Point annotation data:
----------------------------------------
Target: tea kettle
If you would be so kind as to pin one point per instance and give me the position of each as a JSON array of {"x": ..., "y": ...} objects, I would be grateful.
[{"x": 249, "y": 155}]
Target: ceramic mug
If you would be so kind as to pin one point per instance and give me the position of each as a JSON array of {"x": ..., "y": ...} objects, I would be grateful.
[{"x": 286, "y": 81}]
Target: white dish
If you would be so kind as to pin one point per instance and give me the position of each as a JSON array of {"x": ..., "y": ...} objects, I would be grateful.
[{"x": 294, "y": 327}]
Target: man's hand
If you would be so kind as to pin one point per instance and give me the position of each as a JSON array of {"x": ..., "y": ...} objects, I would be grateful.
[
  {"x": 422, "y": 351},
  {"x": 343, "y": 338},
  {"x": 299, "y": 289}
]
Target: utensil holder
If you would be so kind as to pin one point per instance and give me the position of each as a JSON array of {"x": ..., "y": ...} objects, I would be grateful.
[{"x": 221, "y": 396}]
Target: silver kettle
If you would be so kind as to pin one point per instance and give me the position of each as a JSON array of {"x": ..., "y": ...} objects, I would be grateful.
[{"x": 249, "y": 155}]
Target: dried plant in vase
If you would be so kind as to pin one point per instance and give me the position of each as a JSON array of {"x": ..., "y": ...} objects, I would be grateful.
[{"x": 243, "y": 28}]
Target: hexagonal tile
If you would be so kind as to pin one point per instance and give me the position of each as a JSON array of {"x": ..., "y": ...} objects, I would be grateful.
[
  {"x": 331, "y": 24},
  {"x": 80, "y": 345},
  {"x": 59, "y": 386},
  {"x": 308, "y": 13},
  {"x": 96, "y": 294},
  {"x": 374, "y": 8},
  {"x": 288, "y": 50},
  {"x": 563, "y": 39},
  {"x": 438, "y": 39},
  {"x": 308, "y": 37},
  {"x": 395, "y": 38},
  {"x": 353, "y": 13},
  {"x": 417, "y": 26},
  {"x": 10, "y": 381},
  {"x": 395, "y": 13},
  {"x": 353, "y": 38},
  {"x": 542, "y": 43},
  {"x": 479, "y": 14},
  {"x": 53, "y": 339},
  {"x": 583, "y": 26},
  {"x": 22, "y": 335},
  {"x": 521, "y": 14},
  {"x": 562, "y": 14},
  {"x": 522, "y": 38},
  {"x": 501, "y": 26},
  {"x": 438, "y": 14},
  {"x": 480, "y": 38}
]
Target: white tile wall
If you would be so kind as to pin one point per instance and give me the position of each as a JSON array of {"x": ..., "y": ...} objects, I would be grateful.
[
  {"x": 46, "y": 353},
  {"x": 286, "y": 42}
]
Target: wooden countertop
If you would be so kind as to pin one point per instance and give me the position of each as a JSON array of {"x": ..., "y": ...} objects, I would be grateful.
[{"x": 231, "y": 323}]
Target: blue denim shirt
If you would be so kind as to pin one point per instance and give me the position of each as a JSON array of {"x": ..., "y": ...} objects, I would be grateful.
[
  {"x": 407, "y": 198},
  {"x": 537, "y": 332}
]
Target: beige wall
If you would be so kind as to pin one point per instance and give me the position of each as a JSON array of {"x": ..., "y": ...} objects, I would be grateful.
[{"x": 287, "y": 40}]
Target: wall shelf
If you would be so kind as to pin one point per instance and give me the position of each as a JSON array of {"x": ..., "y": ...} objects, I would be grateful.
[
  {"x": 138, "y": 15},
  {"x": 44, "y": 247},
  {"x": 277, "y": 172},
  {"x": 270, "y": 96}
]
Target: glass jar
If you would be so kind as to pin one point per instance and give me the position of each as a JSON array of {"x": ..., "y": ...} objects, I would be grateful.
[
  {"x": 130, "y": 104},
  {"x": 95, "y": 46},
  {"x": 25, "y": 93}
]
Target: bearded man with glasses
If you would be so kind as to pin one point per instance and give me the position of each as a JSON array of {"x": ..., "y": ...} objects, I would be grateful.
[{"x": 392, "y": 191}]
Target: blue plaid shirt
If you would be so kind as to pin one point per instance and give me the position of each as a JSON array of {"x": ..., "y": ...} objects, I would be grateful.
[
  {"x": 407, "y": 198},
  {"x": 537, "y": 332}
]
----------------------------------------
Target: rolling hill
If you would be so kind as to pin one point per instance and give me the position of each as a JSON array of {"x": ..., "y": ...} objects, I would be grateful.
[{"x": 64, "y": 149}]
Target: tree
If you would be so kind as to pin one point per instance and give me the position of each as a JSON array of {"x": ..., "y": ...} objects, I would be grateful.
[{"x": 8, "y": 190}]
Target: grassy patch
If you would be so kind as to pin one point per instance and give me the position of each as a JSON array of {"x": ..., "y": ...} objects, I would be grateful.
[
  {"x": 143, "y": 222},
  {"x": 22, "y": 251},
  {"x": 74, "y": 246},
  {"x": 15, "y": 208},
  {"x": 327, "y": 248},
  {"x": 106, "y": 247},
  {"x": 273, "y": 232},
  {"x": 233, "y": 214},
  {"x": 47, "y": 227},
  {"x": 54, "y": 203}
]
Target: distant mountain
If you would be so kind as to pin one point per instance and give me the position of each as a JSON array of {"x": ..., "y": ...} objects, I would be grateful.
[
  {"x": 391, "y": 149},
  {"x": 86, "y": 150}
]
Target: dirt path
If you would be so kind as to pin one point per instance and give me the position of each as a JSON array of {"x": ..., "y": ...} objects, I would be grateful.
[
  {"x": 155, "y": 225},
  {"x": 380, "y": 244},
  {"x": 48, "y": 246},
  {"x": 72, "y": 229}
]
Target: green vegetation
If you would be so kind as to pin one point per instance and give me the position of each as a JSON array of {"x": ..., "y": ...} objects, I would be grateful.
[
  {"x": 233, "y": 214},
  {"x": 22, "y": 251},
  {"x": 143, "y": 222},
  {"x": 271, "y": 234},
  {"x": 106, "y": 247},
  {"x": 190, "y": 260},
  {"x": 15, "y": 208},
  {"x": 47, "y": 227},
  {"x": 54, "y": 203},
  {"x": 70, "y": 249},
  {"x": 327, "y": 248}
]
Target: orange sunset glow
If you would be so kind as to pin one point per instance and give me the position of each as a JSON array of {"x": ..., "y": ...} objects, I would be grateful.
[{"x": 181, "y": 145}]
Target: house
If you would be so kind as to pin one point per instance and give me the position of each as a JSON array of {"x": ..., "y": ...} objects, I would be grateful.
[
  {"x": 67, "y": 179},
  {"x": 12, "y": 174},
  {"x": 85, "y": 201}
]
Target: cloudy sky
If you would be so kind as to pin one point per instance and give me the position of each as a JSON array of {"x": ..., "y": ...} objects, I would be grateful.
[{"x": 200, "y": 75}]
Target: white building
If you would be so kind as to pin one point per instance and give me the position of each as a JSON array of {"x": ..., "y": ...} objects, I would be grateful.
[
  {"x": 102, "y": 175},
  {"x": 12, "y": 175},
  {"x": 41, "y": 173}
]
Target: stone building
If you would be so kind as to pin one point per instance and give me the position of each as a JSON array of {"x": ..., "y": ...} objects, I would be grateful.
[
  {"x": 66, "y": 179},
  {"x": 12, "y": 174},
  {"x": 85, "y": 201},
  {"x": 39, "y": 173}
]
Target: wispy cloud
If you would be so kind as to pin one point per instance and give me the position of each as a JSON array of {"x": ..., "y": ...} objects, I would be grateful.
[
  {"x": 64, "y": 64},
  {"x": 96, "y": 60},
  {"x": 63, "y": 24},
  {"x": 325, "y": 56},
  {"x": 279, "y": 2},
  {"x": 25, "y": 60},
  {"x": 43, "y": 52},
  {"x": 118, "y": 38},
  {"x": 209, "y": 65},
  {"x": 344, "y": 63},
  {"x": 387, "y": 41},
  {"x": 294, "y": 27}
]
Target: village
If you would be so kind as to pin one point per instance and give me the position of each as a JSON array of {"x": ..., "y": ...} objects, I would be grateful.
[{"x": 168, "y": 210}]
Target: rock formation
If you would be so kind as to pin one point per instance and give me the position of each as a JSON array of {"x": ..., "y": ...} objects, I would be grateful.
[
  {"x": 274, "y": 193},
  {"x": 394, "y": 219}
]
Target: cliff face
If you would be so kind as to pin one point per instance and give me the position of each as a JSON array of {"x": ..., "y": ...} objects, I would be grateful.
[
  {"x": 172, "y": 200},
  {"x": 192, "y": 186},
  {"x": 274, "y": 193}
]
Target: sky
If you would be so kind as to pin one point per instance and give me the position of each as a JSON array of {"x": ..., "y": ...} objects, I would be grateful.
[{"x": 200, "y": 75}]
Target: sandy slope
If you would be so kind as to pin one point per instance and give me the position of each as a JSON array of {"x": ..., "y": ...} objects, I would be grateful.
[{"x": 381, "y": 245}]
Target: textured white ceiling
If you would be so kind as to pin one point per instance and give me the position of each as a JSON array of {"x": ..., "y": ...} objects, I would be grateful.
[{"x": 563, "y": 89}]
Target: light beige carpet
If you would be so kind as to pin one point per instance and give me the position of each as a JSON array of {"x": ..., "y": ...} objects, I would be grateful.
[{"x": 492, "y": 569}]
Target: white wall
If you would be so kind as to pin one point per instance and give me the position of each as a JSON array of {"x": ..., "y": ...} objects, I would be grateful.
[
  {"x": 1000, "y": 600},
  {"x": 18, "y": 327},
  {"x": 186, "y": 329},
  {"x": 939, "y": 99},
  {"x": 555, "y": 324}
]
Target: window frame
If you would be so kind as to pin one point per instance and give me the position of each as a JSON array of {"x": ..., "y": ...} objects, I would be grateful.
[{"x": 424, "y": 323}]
----------------------------------------
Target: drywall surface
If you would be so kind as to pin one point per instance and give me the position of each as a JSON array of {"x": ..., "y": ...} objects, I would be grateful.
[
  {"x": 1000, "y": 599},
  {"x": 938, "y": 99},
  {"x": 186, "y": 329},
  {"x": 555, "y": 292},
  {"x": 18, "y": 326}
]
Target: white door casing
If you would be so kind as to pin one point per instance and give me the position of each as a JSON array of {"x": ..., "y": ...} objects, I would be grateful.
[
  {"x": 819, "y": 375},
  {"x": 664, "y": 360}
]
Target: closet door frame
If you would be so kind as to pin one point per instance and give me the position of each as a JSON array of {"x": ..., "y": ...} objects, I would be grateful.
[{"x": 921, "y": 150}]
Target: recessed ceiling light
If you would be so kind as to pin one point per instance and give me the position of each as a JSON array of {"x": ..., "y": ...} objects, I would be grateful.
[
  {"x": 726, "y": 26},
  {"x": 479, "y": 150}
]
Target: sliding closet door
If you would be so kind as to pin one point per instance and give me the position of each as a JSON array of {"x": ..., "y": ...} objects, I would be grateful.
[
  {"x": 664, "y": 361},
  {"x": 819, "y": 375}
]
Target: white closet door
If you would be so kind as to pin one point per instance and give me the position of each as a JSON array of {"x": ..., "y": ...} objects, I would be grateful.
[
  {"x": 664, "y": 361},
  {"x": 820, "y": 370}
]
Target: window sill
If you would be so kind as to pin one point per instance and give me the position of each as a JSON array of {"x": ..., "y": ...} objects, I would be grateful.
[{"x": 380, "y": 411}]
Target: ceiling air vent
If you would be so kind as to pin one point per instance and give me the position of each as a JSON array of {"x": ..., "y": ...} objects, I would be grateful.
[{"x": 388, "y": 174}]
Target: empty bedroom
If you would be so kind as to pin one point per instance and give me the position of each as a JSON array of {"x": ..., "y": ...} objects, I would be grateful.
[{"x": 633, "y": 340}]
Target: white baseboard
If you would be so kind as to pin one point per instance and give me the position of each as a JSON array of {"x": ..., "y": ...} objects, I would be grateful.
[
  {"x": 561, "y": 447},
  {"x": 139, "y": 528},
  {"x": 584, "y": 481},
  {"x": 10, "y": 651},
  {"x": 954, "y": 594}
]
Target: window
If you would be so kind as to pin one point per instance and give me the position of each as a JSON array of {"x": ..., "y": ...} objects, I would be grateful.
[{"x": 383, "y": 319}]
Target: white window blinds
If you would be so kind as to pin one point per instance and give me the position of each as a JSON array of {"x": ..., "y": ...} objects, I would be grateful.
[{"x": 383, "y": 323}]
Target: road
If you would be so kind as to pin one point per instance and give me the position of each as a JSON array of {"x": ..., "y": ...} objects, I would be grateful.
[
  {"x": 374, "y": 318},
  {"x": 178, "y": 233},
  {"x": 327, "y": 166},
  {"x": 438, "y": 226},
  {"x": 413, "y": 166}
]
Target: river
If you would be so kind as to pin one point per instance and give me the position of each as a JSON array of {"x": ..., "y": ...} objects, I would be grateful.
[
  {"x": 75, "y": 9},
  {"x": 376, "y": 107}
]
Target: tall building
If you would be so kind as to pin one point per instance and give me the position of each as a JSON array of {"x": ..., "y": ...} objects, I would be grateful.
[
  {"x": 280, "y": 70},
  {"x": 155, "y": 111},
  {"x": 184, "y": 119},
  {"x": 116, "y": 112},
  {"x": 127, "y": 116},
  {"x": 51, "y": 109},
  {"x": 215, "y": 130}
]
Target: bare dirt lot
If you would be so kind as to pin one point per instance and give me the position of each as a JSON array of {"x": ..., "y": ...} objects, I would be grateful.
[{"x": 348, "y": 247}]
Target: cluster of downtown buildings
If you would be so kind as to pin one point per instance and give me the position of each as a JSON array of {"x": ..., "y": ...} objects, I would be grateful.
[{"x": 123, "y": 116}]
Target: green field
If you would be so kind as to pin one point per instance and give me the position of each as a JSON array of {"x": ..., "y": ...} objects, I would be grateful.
----------------------------------------
# What is being asked:
Tally the lines in the records that contain the string "kettle", with case counting, and give only that number.

# Exercise solution:
2